WHAT TO PRODUCE — Render every line of the entries below as a numbered list, leaving out any blank lines.

ROWS —
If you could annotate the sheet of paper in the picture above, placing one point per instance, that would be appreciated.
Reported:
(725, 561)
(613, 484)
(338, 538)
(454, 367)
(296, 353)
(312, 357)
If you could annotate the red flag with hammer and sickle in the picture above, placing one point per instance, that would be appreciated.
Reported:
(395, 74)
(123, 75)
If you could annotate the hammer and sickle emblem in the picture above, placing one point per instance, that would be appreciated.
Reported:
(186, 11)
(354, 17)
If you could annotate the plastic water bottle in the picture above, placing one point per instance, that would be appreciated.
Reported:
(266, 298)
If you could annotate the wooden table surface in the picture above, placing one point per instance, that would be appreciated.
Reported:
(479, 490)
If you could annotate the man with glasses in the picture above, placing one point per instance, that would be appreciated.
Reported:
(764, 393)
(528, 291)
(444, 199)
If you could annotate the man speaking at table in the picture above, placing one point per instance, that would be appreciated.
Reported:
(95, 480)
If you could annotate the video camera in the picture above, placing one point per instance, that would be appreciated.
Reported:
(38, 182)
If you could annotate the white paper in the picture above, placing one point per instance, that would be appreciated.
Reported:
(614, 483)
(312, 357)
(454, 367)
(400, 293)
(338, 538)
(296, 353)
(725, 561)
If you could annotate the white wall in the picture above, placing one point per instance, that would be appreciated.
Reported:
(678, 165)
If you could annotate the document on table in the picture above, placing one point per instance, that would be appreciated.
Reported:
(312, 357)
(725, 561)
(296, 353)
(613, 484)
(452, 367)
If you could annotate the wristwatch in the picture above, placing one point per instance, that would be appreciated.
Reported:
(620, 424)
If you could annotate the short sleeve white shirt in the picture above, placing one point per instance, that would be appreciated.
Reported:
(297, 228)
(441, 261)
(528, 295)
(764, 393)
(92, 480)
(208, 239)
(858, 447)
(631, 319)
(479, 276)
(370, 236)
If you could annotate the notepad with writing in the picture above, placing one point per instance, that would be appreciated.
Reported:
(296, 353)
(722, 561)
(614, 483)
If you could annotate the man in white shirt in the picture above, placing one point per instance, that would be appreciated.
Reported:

REPLY —
1. If you could annotate the sheet of paper in the picture above, placing one point per instance, that would be appreciated.
2. Reported:
3. (725, 561)
4. (613, 484)
5. (338, 538)
6. (454, 367)
7. (296, 353)
8. (312, 357)
9. If you could annotate the red flag with hammer and sickle in the picture above, placing one point per instance, that would be appreciated.
10. Reported:
11. (395, 74)
12. (123, 75)
13. If you could annotate the hammer and sickle emblem in the picture above, placing one point per instance, that would be appreciated.
14. Reported:
15. (186, 11)
16. (354, 17)
17. If you could annotate the plastic water bottle in the picture above, placing one point per instance, that would be appreciated.
18. Reported:
19. (266, 298)
20. If you could annotate the wooden table surface in the picture above, placing one point per instance, that would be appreciated.
21. Reported:
22. (479, 490)
23. If you could annotate the man with glasses in the picture above, placing one point per instance, that would be appreciated.
24. Reported:
25. (764, 393)
26. (528, 291)
27. (444, 199)
28. If you could annotate the man speaking at table in the picture above, placing one point per instance, that would be appreciated.
29. Reported:
30. (95, 480)
31. If you could annotate the video camera in the picture above, placing one point per instance, that would be appreciated.
32. Reported:
33. (38, 182)
34. If you could annotate the white paper in the picture above, placing one point per instance, that would be appreciated.
35. Reported:
36. (614, 483)
37. (312, 357)
38. (454, 367)
39. (400, 293)
40. (338, 538)
41. (296, 353)
42. (725, 561)
43. If you could annotate the white wall in the picture above, placing one point per instance, that would be appreciated.
44. Reported:
45. (678, 165)
46. If you could annotate the document on table in the picture above, placing one point per instance, that would be appreciated.
47. Reported:
48. (312, 357)
49. (725, 561)
50. (296, 353)
51. (613, 484)
52. (452, 367)
53. If you could annotate the wristwatch in the picture above, placing one point per instance, that would be appreciated.
54. Reported:
55. (620, 424)
56. If you could annotate the short sleeve white shirt in the picture above, placing one point per instance, that would be appreciated.
57. Reported:
58. (297, 228)
59. (441, 261)
60. (528, 295)
61. (764, 393)
62. (92, 480)
63. (208, 239)
64. (858, 447)
65. (631, 319)
66. (479, 276)
67. (370, 236)
68. If you could annotate the notepad with writing in the picture above, placing one point per instance, that would be appreciated.
69. Reported:
70. (296, 353)
71. (722, 561)
72. (614, 483)
73. If you could annotate the man in white shirt in the picture above, placing one point per instance, that would be appreciated.
74. Reported:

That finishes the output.